- [TRY IT]:
Please repeat the records below exactly, but only from the line that contains "When you get a chance, could you detect the car windscreen" onward, ending with the last line.

******************************

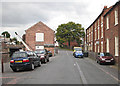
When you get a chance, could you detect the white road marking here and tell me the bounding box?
[74,64,76,66]
[76,62,88,84]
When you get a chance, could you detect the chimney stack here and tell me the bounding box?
[104,6,107,9]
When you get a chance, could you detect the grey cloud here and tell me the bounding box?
[2,2,88,27]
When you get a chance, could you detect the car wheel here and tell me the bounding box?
[98,60,102,65]
[12,68,17,72]
[44,58,47,63]
[47,59,49,62]
[31,63,35,70]
[96,60,98,63]
[38,61,41,67]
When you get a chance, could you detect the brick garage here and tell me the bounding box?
[24,21,55,55]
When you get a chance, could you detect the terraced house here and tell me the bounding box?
[85,1,120,62]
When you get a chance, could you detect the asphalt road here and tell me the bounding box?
[1,49,119,85]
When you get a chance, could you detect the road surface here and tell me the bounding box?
[1,49,119,85]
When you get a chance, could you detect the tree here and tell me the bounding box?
[1,31,11,38]
[11,37,20,44]
[56,22,85,48]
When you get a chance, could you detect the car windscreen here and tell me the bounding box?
[100,53,112,56]
[75,48,82,51]
[12,52,27,58]
[35,51,45,54]
[76,51,82,54]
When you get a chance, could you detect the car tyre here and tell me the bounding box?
[47,59,49,62]
[38,61,41,67]
[31,63,35,70]
[12,68,17,72]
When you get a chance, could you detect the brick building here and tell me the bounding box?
[24,21,55,55]
[86,6,112,53]
[85,1,120,62]
[104,1,120,62]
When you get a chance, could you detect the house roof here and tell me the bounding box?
[86,5,113,31]
[25,21,55,32]
[104,1,120,17]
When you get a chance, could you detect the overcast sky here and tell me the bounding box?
[0,0,118,38]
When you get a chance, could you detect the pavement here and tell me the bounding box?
[1,49,120,85]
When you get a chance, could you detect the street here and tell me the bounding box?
[2,49,119,85]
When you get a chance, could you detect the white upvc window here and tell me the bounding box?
[95,29,97,40]
[89,44,91,51]
[115,10,118,25]
[98,27,99,39]
[36,33,44,42]
[98,45,99,53]
[115,37,119,56]
[91,32,93,41]
[91,42,93,51]
[106,38,109,52]
[95,43,96,52]
[89,33,90,42]
[106,16,109,30]
[101,41,103,52]
[87,35,89,42]
[101,24,103,38]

******************************

- [TASK OUTPUT]:
When you get a chance, could you detect the car windscreen here and tell me the bounding box?
[100,53,112,56]
[75,48,82,51]
[12,52,27,58]
[35,51,45,54]
[76,51,82,54]
When you get a chance, could you detect the car tyre here and tell me the bounding box?
[47,59,49,62]
[38,61,41,67]
[31,63,35,70]
[12,68,17,72]
When you get a chance, could you detect the brick building here and tell me the bounding box?
[24,21,55,55]
[86,6,112,53]
[85,1,120,62]
[104,1,120,62]
When you get a chance, could you detect the house roof here and tell me the bounding box?
[86,5,113,31]
[25,21,55,32]
[104,1,120,17]
When you get a chance, could you detect the overcast sky here and tell me the bounding box?
[0,0,118,38]
When you get a chance, could you detect the pavement here and tell me the bounding box?
[1,49,120,85]
When you get a chance, could you detect the street here and tell me the bounding box?
[2,49,119,85]
When you get a chance, could you detect the white upvc window here and tell me the bounding box?
[95,29,97,40]
[89,44,91,51]
[115,10,118,25]
[98,27,99,39]
[36,33,44,42]
[98,45,99,53]
[115,37,119,56]
[91,32,93,41]
[91,42,93,51]
[106,38,109,52]
[95,43,96,52]
[89,33,90,42]
[106,16,109,30]
[101,41,103,52]
[87,35,89,42]
[101,24,103,38]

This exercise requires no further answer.